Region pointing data
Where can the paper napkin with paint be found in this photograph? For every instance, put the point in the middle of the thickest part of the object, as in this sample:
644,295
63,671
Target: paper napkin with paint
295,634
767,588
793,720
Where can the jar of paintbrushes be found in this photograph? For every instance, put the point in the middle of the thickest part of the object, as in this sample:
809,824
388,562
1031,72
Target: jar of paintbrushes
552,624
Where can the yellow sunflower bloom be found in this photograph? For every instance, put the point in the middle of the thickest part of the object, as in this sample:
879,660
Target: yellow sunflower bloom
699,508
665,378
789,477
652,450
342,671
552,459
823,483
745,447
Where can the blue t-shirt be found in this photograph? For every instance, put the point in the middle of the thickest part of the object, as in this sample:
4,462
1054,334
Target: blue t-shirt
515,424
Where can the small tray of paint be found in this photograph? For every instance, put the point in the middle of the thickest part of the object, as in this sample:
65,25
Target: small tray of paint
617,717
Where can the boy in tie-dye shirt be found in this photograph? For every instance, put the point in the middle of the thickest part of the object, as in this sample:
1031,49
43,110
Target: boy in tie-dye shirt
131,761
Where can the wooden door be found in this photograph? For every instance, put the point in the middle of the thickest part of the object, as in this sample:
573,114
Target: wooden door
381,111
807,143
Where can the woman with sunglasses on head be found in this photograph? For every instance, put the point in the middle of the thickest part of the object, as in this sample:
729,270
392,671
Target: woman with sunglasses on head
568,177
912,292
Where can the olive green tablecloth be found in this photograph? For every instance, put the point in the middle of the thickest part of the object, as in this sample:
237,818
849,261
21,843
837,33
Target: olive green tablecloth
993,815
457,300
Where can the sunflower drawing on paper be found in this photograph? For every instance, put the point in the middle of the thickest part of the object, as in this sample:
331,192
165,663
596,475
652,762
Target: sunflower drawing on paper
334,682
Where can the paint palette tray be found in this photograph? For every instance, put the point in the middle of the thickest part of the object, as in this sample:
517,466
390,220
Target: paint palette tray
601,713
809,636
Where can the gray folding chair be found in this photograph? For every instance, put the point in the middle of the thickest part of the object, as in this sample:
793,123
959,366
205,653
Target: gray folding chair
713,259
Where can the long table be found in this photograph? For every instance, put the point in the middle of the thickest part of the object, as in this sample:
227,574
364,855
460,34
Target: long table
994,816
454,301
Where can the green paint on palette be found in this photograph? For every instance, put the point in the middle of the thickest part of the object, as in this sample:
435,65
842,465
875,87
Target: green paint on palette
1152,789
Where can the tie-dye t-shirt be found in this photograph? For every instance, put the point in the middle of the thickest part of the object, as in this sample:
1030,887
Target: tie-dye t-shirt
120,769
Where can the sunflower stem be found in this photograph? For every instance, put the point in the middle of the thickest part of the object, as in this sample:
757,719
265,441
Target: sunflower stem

> What you will do
Filter the records for the string "stem" and copy every line that holds it.

> Solution below
Where can the sunflower stem be found in this photograph? For every instance, put the point in the middle of the thickest part of the object, as in this sample:
Target: sunflower stem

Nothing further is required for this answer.